— ACTION ITEM —
Below are the records. List every line holding the word "range".

(Referring expression pointing data)
* * *
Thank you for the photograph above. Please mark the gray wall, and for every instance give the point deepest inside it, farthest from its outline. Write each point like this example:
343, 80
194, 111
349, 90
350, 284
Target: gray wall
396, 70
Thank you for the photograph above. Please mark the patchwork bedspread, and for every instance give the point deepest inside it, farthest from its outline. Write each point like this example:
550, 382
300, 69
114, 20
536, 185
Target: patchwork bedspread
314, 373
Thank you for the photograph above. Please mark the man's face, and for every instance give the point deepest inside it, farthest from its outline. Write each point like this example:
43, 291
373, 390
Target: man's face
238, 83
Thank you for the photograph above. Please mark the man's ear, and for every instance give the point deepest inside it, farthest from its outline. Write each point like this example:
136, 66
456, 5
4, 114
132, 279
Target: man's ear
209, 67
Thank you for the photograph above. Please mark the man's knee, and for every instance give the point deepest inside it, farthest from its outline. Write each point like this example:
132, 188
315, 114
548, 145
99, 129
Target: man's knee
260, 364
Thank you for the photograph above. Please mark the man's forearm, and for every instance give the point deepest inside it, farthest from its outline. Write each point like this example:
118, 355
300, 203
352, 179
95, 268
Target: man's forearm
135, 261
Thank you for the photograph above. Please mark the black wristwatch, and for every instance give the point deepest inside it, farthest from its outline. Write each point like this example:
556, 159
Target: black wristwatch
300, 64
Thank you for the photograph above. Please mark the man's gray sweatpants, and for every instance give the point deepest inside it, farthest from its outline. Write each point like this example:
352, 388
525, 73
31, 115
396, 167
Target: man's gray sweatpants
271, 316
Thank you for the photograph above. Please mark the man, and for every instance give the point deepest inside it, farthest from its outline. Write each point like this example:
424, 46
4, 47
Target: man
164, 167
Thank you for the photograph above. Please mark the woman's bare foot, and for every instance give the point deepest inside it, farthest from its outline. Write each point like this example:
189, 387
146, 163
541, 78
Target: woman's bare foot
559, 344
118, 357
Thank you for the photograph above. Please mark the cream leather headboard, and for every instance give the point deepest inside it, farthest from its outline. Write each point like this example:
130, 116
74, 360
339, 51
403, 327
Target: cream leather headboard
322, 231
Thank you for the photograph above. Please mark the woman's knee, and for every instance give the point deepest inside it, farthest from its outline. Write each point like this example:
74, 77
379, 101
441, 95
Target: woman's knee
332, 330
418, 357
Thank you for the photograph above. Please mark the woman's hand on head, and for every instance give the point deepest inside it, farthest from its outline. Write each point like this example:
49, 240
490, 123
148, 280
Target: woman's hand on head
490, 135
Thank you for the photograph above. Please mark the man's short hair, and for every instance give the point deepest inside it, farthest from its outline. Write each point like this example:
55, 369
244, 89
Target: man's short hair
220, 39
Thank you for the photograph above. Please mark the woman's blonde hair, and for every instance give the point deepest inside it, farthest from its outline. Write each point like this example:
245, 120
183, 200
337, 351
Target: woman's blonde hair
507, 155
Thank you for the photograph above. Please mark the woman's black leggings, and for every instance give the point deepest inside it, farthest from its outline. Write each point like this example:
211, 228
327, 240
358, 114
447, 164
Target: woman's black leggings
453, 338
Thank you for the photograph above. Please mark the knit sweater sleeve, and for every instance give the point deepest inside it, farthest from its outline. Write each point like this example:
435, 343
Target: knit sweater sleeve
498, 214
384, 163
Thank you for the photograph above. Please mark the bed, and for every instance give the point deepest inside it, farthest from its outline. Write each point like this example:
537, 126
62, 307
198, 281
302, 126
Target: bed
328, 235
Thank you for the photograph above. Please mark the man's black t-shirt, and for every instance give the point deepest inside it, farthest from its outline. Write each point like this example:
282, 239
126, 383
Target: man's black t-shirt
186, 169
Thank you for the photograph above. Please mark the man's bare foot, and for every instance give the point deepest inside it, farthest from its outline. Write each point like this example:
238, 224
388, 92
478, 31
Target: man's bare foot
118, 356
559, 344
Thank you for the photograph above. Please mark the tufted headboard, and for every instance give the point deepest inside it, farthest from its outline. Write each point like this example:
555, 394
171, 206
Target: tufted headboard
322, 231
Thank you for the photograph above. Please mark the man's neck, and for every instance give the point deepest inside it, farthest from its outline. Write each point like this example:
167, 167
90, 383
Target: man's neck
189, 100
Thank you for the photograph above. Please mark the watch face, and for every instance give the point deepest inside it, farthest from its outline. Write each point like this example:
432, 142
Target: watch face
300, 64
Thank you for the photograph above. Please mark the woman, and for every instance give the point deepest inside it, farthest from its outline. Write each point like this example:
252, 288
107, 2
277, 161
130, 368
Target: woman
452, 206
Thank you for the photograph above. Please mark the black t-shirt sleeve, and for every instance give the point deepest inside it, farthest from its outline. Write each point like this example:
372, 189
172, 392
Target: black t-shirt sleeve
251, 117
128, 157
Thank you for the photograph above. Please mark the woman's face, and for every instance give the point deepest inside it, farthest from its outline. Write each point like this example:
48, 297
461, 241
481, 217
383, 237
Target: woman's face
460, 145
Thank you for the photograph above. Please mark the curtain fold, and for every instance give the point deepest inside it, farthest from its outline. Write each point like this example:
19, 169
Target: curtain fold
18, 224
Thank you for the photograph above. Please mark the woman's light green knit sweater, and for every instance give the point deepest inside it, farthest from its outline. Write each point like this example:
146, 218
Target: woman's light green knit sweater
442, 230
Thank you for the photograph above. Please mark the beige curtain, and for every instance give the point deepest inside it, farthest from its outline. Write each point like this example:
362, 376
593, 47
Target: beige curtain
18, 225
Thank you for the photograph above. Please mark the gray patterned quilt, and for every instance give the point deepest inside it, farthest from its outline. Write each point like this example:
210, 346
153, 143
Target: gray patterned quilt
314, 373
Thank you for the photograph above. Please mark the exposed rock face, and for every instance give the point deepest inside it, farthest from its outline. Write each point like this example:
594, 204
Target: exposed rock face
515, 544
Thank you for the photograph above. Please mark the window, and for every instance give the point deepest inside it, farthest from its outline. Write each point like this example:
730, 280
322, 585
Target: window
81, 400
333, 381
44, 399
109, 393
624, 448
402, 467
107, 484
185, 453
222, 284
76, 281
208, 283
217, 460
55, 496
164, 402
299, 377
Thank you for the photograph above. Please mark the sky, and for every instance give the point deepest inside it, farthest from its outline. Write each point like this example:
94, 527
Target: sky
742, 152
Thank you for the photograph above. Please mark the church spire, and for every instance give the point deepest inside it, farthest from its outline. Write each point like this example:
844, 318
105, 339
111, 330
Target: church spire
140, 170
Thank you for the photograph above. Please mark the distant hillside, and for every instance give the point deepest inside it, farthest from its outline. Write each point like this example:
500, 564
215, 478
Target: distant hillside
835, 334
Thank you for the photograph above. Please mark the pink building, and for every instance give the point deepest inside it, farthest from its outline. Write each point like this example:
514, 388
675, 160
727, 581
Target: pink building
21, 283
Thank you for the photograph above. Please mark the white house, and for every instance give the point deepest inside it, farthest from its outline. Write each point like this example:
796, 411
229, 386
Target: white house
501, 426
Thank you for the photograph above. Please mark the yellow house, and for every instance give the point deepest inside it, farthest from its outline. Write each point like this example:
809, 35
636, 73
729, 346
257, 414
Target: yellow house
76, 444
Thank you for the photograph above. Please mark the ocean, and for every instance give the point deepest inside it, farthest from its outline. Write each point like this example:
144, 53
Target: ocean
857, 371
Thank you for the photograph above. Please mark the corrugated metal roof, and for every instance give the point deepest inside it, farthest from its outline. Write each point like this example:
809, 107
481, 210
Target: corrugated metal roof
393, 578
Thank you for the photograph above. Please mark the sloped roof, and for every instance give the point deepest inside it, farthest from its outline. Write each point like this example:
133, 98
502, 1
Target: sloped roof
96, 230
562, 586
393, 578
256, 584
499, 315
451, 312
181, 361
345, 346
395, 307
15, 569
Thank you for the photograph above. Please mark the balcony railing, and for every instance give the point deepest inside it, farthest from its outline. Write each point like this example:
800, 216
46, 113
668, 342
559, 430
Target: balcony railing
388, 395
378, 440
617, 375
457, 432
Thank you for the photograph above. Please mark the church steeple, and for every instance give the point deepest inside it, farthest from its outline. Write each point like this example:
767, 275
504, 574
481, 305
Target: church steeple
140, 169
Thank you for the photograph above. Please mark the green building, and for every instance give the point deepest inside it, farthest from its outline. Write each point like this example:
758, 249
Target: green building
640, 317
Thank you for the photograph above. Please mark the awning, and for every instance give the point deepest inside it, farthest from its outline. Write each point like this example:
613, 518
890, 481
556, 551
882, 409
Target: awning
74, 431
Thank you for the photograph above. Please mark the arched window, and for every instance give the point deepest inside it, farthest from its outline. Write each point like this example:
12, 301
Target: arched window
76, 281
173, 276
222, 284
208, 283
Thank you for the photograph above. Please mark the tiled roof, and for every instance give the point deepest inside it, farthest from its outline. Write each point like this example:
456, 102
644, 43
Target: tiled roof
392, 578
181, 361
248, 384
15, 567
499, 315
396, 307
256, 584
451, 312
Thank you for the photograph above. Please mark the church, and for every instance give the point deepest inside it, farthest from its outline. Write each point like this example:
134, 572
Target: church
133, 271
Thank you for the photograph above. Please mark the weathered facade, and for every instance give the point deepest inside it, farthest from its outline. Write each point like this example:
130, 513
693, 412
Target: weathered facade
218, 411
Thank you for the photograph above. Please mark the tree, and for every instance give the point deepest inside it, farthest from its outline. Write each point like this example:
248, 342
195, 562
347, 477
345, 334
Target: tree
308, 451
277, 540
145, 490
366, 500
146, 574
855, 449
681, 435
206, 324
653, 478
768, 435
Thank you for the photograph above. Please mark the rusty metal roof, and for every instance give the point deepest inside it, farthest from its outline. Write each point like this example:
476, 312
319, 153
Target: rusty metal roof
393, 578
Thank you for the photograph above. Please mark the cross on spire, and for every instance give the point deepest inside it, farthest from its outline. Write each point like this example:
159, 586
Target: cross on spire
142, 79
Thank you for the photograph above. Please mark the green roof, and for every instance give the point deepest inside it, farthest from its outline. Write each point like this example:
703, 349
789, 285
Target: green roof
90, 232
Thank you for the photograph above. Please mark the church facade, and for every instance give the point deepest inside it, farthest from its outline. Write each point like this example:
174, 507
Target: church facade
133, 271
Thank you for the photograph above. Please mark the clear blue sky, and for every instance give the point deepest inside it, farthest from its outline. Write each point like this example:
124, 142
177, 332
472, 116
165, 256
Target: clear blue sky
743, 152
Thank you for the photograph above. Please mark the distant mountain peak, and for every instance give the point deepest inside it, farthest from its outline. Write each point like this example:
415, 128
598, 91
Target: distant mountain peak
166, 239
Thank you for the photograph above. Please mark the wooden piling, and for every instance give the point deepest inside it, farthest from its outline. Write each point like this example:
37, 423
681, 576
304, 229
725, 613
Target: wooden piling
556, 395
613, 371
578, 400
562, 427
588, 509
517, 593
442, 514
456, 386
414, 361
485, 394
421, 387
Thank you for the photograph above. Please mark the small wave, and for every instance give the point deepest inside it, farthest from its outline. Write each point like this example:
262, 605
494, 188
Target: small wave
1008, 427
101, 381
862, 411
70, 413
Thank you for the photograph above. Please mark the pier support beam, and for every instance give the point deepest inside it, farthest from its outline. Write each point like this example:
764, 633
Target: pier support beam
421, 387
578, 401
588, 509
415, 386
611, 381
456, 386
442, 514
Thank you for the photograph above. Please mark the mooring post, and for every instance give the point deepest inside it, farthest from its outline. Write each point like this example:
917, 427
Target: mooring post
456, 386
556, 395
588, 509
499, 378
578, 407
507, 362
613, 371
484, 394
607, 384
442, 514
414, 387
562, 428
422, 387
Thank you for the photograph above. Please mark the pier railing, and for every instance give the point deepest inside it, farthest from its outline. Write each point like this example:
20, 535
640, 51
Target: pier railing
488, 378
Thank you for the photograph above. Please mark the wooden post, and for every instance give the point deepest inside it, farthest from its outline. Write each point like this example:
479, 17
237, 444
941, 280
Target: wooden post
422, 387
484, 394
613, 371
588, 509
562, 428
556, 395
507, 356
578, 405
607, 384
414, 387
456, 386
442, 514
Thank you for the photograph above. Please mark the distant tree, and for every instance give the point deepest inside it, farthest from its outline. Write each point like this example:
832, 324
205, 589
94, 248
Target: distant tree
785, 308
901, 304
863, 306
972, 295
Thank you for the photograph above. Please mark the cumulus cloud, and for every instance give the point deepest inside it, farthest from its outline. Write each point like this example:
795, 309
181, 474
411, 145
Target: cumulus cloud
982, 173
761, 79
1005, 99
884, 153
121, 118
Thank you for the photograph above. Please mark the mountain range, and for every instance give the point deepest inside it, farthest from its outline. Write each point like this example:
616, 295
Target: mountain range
* * *
— ANSWER TO THIS TASK —
Thank you for the photograph above. Please mark the mountain range, and for every instance give the point deepest inside it, farthest from its outline. Write each point like this example:
Target: mountain range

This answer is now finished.